Records supplied –

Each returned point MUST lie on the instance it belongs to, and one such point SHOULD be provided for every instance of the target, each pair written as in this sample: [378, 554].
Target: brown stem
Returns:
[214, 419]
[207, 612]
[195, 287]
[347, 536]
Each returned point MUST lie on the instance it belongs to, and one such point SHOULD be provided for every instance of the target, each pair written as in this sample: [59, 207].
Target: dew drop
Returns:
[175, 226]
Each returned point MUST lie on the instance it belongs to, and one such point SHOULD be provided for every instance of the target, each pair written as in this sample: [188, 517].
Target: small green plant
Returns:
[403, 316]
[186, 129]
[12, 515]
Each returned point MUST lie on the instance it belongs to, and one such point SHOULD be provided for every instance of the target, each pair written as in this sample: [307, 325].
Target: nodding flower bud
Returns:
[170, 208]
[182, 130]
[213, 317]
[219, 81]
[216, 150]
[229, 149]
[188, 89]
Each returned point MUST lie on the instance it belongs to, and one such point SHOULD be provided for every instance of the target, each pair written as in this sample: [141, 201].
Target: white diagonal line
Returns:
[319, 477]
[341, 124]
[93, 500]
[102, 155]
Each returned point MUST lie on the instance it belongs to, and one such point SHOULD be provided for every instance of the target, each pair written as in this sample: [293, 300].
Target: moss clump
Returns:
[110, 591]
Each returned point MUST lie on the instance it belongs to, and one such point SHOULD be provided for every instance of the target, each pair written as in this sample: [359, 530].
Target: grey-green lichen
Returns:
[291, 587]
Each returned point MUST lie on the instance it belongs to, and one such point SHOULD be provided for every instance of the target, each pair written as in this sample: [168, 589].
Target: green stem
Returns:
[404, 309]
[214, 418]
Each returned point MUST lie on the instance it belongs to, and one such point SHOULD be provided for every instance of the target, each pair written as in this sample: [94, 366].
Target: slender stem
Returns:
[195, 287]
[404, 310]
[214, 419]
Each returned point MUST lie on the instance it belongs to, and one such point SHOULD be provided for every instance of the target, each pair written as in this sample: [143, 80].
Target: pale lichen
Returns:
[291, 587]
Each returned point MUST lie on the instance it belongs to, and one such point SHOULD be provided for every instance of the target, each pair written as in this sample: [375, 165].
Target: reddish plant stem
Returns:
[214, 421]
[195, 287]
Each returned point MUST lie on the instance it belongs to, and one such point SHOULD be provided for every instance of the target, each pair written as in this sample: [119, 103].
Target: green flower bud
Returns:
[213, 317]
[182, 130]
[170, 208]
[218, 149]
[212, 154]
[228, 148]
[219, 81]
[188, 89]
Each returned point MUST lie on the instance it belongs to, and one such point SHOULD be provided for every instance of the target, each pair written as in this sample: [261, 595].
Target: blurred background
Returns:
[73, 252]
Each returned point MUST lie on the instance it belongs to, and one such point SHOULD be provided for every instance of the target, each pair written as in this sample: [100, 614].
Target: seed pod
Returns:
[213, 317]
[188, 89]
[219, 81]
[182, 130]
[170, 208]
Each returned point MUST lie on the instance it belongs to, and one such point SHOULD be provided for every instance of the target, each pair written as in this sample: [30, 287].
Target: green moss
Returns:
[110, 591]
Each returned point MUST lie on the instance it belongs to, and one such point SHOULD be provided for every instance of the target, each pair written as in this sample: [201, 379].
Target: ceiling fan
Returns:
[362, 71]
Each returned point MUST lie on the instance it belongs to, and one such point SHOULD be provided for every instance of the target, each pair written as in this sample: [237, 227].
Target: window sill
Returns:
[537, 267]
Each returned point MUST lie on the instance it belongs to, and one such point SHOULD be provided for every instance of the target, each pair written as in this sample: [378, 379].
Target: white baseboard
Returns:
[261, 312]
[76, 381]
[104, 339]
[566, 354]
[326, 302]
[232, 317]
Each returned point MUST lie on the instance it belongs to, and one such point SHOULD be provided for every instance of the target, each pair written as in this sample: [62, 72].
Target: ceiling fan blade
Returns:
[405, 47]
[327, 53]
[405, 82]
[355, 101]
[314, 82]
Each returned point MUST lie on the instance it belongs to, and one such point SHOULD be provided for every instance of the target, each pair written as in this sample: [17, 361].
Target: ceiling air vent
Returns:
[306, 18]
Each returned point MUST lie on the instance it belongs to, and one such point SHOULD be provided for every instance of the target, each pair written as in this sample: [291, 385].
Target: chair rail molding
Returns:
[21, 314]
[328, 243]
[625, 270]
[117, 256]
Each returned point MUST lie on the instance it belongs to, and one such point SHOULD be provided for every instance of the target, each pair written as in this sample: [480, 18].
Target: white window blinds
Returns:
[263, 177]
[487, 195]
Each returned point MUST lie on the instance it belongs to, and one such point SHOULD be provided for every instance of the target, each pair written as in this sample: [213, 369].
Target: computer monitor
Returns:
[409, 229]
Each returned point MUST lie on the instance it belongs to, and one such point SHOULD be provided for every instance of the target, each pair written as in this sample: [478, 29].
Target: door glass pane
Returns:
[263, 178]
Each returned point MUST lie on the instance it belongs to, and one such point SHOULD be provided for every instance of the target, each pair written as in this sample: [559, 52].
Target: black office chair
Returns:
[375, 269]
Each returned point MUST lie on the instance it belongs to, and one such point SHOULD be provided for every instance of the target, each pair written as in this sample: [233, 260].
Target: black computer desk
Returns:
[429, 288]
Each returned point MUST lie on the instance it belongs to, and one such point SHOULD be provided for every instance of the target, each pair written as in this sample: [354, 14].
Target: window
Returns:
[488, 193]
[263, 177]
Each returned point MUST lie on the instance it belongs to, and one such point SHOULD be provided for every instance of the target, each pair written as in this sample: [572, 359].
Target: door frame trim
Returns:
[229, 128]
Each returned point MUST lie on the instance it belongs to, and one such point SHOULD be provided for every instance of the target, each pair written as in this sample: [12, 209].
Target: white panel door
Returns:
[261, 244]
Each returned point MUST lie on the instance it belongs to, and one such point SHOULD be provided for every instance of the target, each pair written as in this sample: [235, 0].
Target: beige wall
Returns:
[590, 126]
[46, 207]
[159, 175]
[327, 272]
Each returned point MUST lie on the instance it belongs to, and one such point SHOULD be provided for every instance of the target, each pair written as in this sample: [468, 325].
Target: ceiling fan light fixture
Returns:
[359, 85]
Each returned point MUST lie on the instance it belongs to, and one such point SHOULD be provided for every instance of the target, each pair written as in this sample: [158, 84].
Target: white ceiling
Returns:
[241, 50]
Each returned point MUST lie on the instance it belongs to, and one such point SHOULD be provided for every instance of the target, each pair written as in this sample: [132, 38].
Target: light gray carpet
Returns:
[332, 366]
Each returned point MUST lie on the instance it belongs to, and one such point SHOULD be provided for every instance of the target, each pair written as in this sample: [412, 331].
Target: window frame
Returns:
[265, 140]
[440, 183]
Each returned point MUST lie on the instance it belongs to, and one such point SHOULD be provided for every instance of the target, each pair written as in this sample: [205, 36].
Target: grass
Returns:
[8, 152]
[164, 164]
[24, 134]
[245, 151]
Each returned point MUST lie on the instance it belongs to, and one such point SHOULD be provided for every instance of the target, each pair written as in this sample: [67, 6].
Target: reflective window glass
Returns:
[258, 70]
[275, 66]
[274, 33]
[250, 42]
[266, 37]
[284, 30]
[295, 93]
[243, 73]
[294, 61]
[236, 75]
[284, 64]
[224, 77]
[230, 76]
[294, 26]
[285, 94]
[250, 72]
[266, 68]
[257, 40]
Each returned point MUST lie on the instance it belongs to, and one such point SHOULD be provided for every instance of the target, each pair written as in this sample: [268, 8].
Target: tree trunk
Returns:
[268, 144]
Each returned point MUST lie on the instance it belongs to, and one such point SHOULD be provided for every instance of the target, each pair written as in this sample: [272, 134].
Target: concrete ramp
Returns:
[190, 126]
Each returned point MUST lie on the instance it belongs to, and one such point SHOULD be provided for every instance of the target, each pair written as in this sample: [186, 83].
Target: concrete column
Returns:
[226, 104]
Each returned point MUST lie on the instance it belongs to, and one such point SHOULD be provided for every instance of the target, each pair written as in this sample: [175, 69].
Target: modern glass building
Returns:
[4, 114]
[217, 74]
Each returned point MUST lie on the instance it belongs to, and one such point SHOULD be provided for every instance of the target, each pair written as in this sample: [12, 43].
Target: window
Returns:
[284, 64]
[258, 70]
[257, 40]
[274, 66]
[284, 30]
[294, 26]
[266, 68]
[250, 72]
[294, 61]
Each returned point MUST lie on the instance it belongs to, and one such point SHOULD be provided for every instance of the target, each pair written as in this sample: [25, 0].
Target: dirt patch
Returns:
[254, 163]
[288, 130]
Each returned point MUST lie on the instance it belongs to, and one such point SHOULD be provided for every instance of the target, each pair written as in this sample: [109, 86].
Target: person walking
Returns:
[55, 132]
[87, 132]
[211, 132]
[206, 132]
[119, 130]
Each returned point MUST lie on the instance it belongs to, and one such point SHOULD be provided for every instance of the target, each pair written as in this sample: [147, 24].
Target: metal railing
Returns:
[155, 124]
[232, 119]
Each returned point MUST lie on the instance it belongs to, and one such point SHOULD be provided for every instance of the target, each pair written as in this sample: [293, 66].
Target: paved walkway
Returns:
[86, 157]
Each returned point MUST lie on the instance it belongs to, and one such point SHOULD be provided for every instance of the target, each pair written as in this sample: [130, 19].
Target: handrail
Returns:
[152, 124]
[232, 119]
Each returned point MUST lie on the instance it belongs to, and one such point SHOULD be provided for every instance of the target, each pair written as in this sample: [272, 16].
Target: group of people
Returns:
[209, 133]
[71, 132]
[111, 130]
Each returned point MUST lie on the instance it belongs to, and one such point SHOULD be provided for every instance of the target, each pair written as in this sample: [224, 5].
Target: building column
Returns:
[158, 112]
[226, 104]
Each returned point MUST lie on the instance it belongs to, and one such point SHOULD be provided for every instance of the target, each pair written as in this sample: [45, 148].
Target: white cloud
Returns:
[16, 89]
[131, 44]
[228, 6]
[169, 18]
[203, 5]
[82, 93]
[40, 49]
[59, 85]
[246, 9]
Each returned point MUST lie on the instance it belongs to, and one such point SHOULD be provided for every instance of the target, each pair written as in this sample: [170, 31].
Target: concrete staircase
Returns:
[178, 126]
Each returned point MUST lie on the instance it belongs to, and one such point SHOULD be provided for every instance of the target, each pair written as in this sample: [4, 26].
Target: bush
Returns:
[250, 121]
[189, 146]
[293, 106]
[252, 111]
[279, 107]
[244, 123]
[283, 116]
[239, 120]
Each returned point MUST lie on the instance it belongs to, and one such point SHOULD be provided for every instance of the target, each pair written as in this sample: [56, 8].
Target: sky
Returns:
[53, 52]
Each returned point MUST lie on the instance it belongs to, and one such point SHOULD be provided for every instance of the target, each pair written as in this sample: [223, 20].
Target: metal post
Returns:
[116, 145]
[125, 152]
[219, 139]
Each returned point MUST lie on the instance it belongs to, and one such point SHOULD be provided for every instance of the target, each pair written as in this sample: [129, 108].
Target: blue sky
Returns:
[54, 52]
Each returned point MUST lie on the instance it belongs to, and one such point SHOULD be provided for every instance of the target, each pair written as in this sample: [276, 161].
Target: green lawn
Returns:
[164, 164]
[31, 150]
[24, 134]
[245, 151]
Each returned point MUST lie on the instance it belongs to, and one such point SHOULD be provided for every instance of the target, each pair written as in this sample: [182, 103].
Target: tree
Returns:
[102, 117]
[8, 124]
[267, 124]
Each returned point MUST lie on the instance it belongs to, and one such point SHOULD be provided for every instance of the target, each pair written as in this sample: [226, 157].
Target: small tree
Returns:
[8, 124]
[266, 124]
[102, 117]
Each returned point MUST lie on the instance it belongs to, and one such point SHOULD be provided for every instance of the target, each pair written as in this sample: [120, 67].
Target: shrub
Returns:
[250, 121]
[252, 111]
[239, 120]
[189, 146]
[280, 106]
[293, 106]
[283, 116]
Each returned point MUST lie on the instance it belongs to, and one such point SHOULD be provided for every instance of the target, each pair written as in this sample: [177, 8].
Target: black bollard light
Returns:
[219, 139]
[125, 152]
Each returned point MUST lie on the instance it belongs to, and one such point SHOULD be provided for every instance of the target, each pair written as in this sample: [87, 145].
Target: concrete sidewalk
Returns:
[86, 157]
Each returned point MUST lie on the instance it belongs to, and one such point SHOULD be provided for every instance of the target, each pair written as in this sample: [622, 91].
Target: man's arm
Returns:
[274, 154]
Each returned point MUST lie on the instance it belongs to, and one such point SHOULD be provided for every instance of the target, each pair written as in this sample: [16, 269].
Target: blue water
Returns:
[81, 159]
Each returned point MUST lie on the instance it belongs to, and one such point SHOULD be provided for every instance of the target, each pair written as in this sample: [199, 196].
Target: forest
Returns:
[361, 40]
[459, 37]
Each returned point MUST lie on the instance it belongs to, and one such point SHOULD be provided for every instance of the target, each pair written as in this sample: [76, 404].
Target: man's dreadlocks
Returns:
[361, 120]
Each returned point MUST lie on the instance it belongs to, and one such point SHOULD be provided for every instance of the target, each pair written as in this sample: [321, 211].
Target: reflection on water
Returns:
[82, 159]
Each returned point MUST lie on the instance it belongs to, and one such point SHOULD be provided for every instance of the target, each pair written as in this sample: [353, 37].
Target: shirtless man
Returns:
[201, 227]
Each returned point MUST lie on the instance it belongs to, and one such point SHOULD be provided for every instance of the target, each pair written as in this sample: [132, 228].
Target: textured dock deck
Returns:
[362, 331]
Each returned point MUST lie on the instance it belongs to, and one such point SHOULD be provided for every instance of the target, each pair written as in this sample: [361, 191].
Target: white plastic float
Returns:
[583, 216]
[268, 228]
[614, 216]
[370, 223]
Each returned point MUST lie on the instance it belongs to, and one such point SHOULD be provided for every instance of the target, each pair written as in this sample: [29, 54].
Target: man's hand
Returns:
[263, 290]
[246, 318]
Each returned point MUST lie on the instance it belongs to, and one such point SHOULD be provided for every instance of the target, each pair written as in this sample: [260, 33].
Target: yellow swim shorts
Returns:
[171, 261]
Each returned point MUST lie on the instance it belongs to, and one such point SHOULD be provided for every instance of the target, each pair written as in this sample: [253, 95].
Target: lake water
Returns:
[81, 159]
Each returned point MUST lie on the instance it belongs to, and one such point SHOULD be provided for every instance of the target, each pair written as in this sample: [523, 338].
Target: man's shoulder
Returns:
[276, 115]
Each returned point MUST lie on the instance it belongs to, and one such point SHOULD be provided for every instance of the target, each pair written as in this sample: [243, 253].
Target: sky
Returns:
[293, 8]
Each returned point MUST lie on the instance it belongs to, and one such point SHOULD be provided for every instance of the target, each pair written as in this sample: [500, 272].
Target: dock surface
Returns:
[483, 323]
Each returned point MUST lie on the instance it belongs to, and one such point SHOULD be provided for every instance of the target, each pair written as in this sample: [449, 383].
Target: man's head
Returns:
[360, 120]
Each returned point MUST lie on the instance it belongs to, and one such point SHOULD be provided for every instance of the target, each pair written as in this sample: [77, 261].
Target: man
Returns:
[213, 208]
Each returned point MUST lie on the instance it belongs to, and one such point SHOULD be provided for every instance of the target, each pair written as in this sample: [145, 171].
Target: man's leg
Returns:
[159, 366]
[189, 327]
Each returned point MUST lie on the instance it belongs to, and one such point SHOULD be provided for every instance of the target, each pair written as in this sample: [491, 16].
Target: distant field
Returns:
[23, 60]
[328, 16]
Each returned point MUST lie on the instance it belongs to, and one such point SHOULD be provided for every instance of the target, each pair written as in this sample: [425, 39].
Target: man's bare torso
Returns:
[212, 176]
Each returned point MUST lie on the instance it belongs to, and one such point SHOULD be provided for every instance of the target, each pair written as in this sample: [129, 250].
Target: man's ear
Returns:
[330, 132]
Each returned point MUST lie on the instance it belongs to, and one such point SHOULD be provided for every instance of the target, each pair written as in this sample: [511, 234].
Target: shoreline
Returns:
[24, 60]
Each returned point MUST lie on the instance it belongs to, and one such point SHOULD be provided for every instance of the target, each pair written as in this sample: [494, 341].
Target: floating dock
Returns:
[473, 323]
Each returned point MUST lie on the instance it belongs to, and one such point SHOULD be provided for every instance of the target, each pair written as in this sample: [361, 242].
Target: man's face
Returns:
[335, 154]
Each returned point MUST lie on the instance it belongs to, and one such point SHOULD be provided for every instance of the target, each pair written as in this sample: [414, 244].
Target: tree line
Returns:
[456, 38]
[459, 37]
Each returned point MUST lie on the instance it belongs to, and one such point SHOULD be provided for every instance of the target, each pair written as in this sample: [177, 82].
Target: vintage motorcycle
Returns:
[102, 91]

Work to complete –
Please extract exactly, and only, the lines from the line containing "sample: [361, 242]." through the last line of the records.

Written solution –
Each returned point MUST lie on the instance it belongs to, and one such point SHOULD be provided for every instance of the target, each pair written as in this sample: [361, 242].
Target: man's face
Returns:
[335, 154]
Each returned point MUST lie on the instance it belongs to, and one such point SHOULD be provided for every instance of the target, each pair written as in this sample: [414, 244].
Target: tree line
Returns:
[456, 38]
[459, 37]
Each returned point MUST lie on the instance it belongs to, and one such point SHOULD be provided for every instance of the target, each pair written as in this sample: [177, 82].
Target: vintage motorcycle
Returns:
[102, 91]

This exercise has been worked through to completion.